Data supplied:
****************************************

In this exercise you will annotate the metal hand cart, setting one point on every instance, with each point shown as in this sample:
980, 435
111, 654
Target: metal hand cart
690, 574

****************************************

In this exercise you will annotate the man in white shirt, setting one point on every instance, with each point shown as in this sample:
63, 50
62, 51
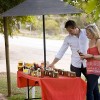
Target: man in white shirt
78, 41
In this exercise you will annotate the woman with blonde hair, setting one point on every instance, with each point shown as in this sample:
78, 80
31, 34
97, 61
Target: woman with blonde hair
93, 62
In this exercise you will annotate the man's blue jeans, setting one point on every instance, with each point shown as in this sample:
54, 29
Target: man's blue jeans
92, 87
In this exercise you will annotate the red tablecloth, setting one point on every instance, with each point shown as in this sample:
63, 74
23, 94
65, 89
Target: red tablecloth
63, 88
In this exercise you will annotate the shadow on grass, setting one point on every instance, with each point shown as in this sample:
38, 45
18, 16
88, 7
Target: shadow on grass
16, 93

****************************************

The task: Locate each line above that contains the word "cart" and copy those lines out. Case counts.

Full answer:
In this exercise you will annotate the metal hand cart, setting one point on every instance, with each point shown as in this sample:
Target: metal hand cart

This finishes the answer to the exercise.